═════ EXTRAIT À LIRE

LE RODEO, L’OMERTA, LES INDIENS, LA MUETTE ET LA VEUVE
LE CAVALIER ELECTRIQUE
Ex-champion du monde de rodéo, Sonny Steele est aujourd’hui à la dérive et vend son image à une marque de céréales. A Las Vegas, l’ex-vedette, grassement payée, va se rebeller parce qu’on s’en prend à sa chère monture. Hallie Martin, une journaliste de télévision (Jane Fonda), pense tenir là un sujet en or… Elle se lance à la poursuite de Steele, parti pour rendre sa liberté à son cheval. Avec Le cavalier électrique (1979), Robert Redford retrouve Sydney Pollack après Propriété privée (1966), Jeremiah Johnson (1972), Nos plus belles années (1973) et Les trois jours du Condor (1975). Ensemble, dans des paysages grandioses, ils réussissent une fable écologique doublée d’un road-movie romantique. Et ils brossent un tableau lucide et amer d’une société américaine soumise à l’argent. Un film à découvrir pour la première fois dans sa version restaurée. (Carlotta)
LA MAFIA FAIT LA LOI
En Sicile, sur une route de campagne déserte, un entrepreneur est abattu par un inconnu… Là-haut, dans la maison isolée, Rosa Nicolosi a-t-elle vu quelque chose ? Patron des Carabinieri locaux, le capitaine Bellodi, venu de Parme, mène l’enquête. Mais l’omerta règne et, protégés par le silence de tous, Don Mariano, un chef mafieux (l’Américain Lee J. Cobb), paraît intouchable. Avec, dans la collection Make my Day de Jean-Baptiste Thoret, Il giorno della civetta, Damiano Damiani adapte un roman de Leonardo Sciascia et tourne, en 1967, le premier film qu’il va consacrer à son sujet de prédilection : la mafia et ses rouages criminels. Franco Nero et Claudia Cardinale sont excellents au cœur d’une œuvre réaliste et engagée. (Studiocanal)

══════════

● TÂCHES À RÉALISER:
a) Résumez l'extrait sur les films en deux phrases.
b) Poursuivez l'extrait sur les films à la suite de sa dernière phrase.

═════ DONNÉES ENREGISTRÉES

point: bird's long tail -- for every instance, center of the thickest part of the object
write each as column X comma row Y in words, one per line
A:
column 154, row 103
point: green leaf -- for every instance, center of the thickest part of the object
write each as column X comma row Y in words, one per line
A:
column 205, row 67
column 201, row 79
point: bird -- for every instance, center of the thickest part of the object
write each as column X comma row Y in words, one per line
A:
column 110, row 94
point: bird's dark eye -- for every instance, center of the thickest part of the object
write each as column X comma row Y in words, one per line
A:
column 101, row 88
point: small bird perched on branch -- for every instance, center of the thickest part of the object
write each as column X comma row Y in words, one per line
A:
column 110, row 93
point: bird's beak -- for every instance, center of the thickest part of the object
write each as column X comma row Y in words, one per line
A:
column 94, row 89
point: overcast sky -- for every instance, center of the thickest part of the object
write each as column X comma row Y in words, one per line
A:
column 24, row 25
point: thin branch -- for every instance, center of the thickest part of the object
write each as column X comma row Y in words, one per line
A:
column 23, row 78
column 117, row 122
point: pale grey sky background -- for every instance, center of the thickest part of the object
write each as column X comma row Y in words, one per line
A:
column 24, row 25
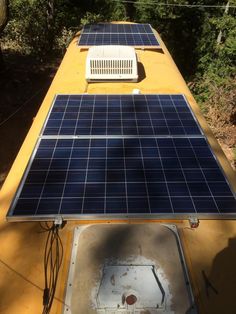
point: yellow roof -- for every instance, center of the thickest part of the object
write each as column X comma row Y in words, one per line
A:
column 21, row 249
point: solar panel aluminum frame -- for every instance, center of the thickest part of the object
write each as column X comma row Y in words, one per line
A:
column 115, row 136
column 105, row 217
column 152, row 47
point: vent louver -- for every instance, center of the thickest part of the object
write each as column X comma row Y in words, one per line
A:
column 111, row 63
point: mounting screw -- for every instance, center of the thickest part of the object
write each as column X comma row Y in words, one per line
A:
column 194, row 222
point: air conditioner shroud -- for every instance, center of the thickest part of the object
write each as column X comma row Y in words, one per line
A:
column 111, row 63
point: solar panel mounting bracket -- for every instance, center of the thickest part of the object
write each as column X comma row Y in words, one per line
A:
column 194, row 222
column 59, row 222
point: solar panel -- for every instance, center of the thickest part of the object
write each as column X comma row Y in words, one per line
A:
column 139, row 35
column 117, row 28
column 124, row 177
column 121, row 115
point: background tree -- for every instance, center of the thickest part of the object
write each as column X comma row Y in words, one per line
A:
column 3, row 23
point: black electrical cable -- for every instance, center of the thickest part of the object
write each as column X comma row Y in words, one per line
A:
column 53, row 255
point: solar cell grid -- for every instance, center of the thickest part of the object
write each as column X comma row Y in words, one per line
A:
column 118, row 34
column 117, row 28
column 121, row 115
column 124, row 176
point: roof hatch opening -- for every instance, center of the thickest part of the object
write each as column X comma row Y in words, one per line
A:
column 111, row 63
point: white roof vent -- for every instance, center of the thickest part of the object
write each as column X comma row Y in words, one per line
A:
column 111, row 63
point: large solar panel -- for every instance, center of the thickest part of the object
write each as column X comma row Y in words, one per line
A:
column 121, row 115
column 139, row 35
column 164, row 177
column 122, row 156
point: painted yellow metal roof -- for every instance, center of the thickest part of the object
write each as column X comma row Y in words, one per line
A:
column 22, row 245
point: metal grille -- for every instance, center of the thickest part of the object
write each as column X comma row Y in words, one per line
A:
column 111, row 67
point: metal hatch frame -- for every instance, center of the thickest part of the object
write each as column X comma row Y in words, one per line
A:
column 74, row 250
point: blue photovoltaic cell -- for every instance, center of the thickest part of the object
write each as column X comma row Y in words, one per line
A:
column 118, row 34
column 117, row 28
column 121, row 115
column 118, row 39
column 123, row 176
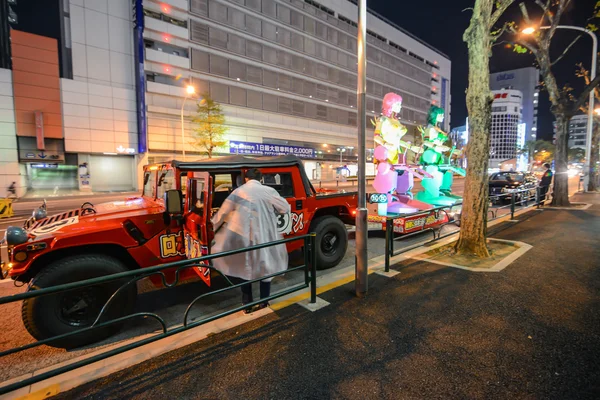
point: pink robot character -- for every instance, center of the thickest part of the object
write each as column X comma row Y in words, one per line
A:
column 393, row 176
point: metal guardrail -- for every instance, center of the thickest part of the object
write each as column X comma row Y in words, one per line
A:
column 310, row 276
column 345, row 182
column 523, row 200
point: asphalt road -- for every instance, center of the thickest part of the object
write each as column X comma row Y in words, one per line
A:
column 168, row 303
column 530, row 331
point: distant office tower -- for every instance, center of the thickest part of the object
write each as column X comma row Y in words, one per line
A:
column 525, row 80
column 578, row 131
column 507, row 133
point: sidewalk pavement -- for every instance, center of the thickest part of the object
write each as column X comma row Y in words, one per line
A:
column 529, row 331
column 38, row 197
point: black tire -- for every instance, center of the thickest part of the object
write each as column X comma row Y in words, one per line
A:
column 60, row 313
column 332, row 241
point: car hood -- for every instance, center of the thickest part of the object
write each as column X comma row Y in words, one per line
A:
column 505, row 184
column 81, row 220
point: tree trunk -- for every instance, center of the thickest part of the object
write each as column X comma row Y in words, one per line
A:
column 560, row 192
column 472, row 239
column 593, row 185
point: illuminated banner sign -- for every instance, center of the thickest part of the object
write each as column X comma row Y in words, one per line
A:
column 377, row 198
column 505, row 77
column 266, row 149
column 39, row 130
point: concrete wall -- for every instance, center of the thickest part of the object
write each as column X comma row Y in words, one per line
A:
column 99, row 107
column 10, row 170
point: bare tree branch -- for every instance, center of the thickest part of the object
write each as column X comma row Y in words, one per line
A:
column 555, row 19
column 565, row 51
column 584, row 95
column 501, row 7
column 525, row 14
column 494, row 36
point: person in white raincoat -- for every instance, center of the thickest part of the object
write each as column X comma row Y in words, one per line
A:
column 248, row 217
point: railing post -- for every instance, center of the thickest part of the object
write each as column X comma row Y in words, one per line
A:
column 313, row 268
column 512, row 205
column 307, row 259
column 388, row 241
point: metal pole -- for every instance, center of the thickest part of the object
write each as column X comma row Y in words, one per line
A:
column 512, row 206
column 362, row 269
column 588, row 141
column 313, row 268
column 388, row 239
column 182, row 130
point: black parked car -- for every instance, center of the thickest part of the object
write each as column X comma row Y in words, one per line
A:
column 508, row 182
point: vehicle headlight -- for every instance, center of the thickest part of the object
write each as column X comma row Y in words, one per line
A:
column 15, row 236
column 39, row 213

══════════

● RÉPONSES CI-DESSOUS:
a) Le cavalier électrique (1979), qui réunit Robert Redford et Sydney Pollack, suit un ex-champion de rodéo à la dérive parti rendre sa liberté à son cheval, poursuivi par une journaliste de télévision, et se découvre dans sa version restaurée. La mafia fait la loi, tourné en 1967 par Damiano Damiani d'après un roman de Leonardo Sciascia, montre un capitaine des Carabinieri qui enquête sur le meurtre d'un entrepreneur en Sicile face à l'omerta qui protège un chef mafieux.

b)
LA FLECHE BRISEE
Après avoir servi avec bio le cinéma de Lubitsch et Capra, James Stewart entame, en 1950, sa grande carrière dans le western. Il est dans Winchester 73 de Mann et dans ce remarquable Broken Arrow où Delmer Daves raconte l’histoire vraie de la rencontre entre le chef indien Cochise (Jeff Chandler) et Tom Jeffords (Stewart), ex-éclaireur dans l’Armée devenu un chercheur d’or désabusé mais probe. Dans l’Arizona de 1870, la guerre fait rage entre les Apaches et Blancs. La flèche brisée est considéré comme l’un des premiers westerns à donner une image positive des Indiens. Dans un entretien avec Tavernier, Daves dira que le film lui fait apparaître l’Indien comme « un homme d’honneur et de principes, comme un être humain et non comme une brute sanguinaire. » Magnifique ! (Sidonis Calysta)
SIBEL
Muette mais s’exprimant par la langue sifflée ancestrale des montagnes de la Mer noire, Sibel, 25 ans, vit avec son père et sa sœur dans un village isolé de Turquie. Rejetée par les autres, elle traque sans relâche un loup qui rôderait dans la forêt voisine et qui alimente les craintes et les fantasmes des femmes du village. Un jour, Sibel croise la route d’un fugitif blessé, à la fois menaçant et vulnérable, qui va poser un regard neuf sur elle. Avec Sibel, Cagla Zencirci et Guillaume Giovanetti racontent, en Turquie, une émancipation contrariée par le poids des traditions. Damla Sönmez, omniprésente à l’écran, est impressionnante en jeune femme solitaire mais jamais victime dans une fable engagée et progressiste. (Pyramide)
24 HEURES DE LA VIE D’UNE FEMME
En 1968 (le film sera dans la sélection officielle du festival de Cannes interrompu par les événements de Mai), Dominique Delouche adapte 24 heures de la vie d’une femme et transpose l’action du roman éponyme de Stefan Zweig (1927) en Italie sur les bords du lac de Côme. Veuve d’un lord anglais, Alice Scotland croise, dans un casino, en 1917, un beau jeune homme. Il la la séduit puis la déçoit sans qu’elle ait pu comprendre qu’il était un déserteur allemand. Danielle Darrieux (que le cinéaste retrouvera en 1975 dans Divine) est magnifique et émouvante en femme mûrissante et bouleversée par une passion brûlante et éphémère, défiant les bonnes manières dans une brève rencontre avec un bel inconnu… (Doriane Films)
CELLE QUE VOUS CROYEZ
Pour épier Ludo, son jeune amant, Claire Millaud, 50 ans, ouvre un faux profil sur les réseaux sociaux et devient Clara, superbe jeune femme de 24 ans. Alex, l’ami de Ludo, tombe immédiatement sous le charme de Clara. Adaptant un roman de Camille Laurens, Safy Nebbou réussit, avec Celle que vous croyez, le portrait complexe d’une femme face à l’âge, à l’abandon, au désir de séduire et de plaire encore. Dans un récit bien mené, Juliette Binoche, tour à tour lumineuse et désespérée, campe, avec beaucoup de finesse et de grâce, cette prof de fac qui voit un (dangereux) jeu virtuel et sentimental lui échapper lentement… (Diaphana)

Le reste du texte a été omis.